Supplied text –

────────

Finland Basic Income Experiment
Kela (Finnish Social Insurance Institution) · Finland · 2017
Summary
Finland's basic income experiment was the first national-scale randomized test of unconditional income support. The headline results were modest but clarifying: recipients worked a few more days than controls — demolishing the argument that unconditional income destroys work incentives — and reported dramatically better mental health, more trust in government, and greater sense of autonomy. The employment effect was real but small; the wellbeing effect was large and consistent. The experiment's design limitation was that it targeted only unemployed adults, making it impossible to generalize to a universal program. But it provided the strongest available causal evidence that removing conditionality from income support does not cause recipients to exit the labor force, and substantially improves psychological flourishing.
Research question
"Does replacing conditional unemployment benefits with an unconditional basic income improve employment and wellbeing among unemployed adults?"
Methodology
Intervention
2,000 unemployed adults aged 25–58 were randomly selected to receive €560/month unconditionally for two years — replacing, not supplementing, their standard unemployment benefit. Recipients were free to work, study, or start a business without the benefit being reduced. The control group received standard unemployment benefits with their usual conditionality (job-search requirements, benefit reduction upon employment).

────────

Tasks to complete –
(A) Answer these about the Finland basic income text:
(i) What design limitation does the summary name, and what did it make impossible?
(ii) Which two outcomes does the research question ask about?
(iii) How much money did recipients get each month, and for how long?
(B) Put this sentence from the Finland basic income text into Spanish: "The employment effect was real but small; the wellbeing effect was large and consistent."

────────

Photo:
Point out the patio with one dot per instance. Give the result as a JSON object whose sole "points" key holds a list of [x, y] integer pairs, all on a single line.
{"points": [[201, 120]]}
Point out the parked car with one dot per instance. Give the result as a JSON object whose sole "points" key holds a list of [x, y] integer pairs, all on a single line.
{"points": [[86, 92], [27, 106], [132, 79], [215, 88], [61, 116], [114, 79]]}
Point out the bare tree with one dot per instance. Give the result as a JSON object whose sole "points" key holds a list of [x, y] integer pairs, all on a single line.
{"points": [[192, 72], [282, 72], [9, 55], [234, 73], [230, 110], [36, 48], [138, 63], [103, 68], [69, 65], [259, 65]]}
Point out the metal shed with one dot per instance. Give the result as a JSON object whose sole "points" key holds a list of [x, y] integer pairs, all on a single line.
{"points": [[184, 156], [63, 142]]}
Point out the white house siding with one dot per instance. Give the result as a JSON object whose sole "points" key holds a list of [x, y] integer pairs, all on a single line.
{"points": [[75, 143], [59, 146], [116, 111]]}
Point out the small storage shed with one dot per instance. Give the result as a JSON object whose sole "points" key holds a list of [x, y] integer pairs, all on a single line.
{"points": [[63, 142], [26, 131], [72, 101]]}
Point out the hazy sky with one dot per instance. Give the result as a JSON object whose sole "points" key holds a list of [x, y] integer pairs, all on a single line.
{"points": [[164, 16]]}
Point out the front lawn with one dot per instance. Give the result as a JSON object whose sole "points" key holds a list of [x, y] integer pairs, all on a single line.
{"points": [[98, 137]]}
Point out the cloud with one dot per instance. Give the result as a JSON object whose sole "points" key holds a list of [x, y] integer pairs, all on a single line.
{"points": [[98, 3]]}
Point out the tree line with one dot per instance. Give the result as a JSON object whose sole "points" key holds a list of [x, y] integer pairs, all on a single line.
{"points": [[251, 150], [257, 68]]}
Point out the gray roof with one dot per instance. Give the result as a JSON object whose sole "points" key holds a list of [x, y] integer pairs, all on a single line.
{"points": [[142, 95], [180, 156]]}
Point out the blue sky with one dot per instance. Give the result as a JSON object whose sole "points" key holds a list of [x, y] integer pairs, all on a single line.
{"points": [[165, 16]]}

────────

The responses –
(A)
(i) It targeted only unemployed adults, which made it impossible to generalize to a universal program.
(ii) Employment and wellbeing.
(iii) €560 a month for two years.

(B) El efecto sobre el empleo fue real pero pequeño; el efecto sobre el bienestar fue grande y constante.